** Begin TEXT BLOCK **

Print
clock clock iconcutlery cutlery iconflag flag iconfolder folder iconinstagram instagram iconpinterest pinterest iconfacebook facebook iconprint print iconsquares squares iconheart heart iconheart solid heart solid icon
jalepno cheddar biscuits stacked in a bowl.

Jalapeno Cheddar Biscuits Recipe

5 Stars 4 Stars 3 Stars 2 Stars 1 Star No reviews
  • Author: Katya
  • Prep Time: 30 min
  • Cook Time: 20 min
  • Total Time: 50 minutes
  • Yield: 8-10 1x
  • Category: Side
  • Method: Baked
  • Cuisine: American

Description

These are our go-to Jalapeno Cheddar Biscuits during soup season! They are the perfect blend of savory flavors that will leave your taste buds tingling.


Ingredients

Units Scale
  • 2 1/2 cups (313 g) all-purpose flour, spoon & leveled, plus more as needed
  • 1 Tbsp. baking powder
  • 1 tsp. kosher salt
  • 1/2 tsp. black pepper
  • 1 tsp. garlic powder
  • 8 Tbsp. very cold unsalted butter, diced
  • 1 cup grated sharp Cheddar cheese
  • 2 jalapenos, finely chopped, remove seeds
  • 1 cup cold buttermilk, shaken
  • 2 tsp. honey
  • 1 egg, beaten with 1 Tbsp. water or buttermilk

Instructions

  1. Preheat the oven to 425F and line a baking sheet with parchment paper.
  2. In a large mixing bowl, whisk together the flour, baking powder, salt, pepper, and garlic powder.

** End TEXT BLOCK **

## TASKS FOR THIS EXERCISE
1. Please shorten the paragraph in the jalapeno cheddar biscuit recipe that begins "These are our go-to" while keeping its main points.
2. Write the next steps of the jalapeno cheddar biscuit recipe, picking up after the step about whisking the dry ingredients.

** Begin ENTRIES **

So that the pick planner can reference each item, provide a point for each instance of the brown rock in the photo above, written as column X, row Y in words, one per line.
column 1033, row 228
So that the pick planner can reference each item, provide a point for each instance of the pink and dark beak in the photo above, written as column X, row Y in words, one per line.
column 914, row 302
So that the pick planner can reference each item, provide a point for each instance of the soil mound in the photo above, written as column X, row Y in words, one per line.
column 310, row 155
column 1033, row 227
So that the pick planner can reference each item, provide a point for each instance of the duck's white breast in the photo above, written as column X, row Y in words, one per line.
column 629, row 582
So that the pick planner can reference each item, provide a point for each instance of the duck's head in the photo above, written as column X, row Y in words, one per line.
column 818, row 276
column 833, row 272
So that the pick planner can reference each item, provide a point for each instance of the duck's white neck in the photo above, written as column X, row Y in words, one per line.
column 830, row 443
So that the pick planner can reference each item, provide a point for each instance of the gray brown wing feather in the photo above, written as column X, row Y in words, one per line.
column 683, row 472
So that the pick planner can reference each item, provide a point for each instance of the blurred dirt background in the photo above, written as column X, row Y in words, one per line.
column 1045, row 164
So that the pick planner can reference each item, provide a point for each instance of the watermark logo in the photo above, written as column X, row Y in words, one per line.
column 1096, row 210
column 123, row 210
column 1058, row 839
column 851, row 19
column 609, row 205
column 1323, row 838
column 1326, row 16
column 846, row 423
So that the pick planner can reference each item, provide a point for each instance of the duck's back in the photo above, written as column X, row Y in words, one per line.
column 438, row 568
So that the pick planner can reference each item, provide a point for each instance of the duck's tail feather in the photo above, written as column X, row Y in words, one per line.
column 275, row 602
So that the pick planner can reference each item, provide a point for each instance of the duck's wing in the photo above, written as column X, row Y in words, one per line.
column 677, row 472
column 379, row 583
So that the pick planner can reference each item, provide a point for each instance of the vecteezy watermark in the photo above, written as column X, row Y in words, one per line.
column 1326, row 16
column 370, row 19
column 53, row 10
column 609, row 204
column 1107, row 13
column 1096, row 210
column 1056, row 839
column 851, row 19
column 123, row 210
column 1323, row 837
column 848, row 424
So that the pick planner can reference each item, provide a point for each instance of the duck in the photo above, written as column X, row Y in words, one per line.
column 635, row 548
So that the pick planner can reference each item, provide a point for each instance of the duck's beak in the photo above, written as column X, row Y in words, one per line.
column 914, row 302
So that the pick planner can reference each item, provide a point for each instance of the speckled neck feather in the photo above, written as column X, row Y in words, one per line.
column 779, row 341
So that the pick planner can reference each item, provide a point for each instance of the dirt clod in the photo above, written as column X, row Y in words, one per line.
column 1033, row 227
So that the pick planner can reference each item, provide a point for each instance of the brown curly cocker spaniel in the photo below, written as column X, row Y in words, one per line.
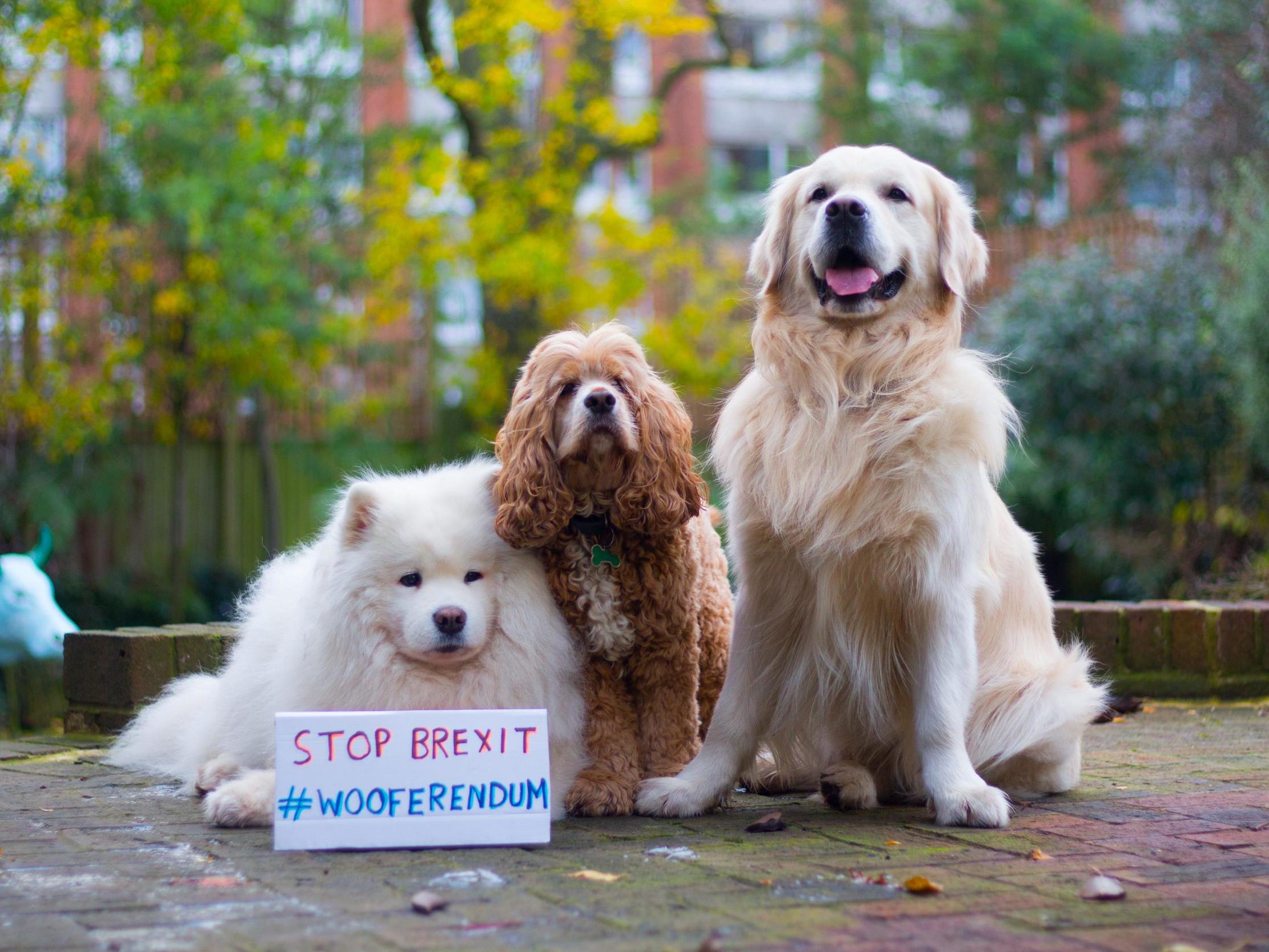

** End ENTRIES **

## WRITTEN ANSWERS
1. These jalapeno cheddar biscuits are a favorite during soup season, with a savory blend of flavors that leaves your taste buds tingling.

2.
  3. Add diced butter to the flour mixture. Use a pastry cutter or the back of a fork to cut the butter into the flour until the mixture resembles coarse crumbs.
  4. With a fork, stir in cheddar cheese and jalapenos until evenly distributed. 
  5. Make a well in the center of the flour mixture and pour the buttermilk and honey. Stir gently with a wooden spoon just until moistened and combined. Do not overmix the dough. The dough should be shaggy and crumbly (see photos above).
  6. Turn the dough out onto a floured surface and bring it together with floured hands. The dough will become sticky as you work it with your hands (flour your hands as needed). Flatten it with your hands into a ¾-inch thick rectangle. Fold the left side into the middle, then the right side on top. Flatten it into a ¾-inch thick rectangle. Repeat the folding technique. Flatten the dough into a ¾-inch thick rectangle and repeat the folding technique one last time. 
  7. Flatten the dough into ¾-inch thick rectangle. Cut into 3-inch circles using a biscuit cutter, cookie cutter, or glass and place on the prepared baking sheet. Do not twist the cutter when pressing down as it will seal off the edges of the dough and prevent them from rising. Gather the scraps, pat them out again, and cut more biscuits until all the dough is used. 
  8. Brush the tops of the biscuits with the beaten egg for a golden finish.
  9. Bake on the middle rack in the preheated oven for 18-20 minutes, or until the biscuits are golden brown on top. Let the biscuits cool slightly before serving. Enjoy them warm, spread with butter, or as a side to soup, chili, or chowder. Makes 8-10 biscuits.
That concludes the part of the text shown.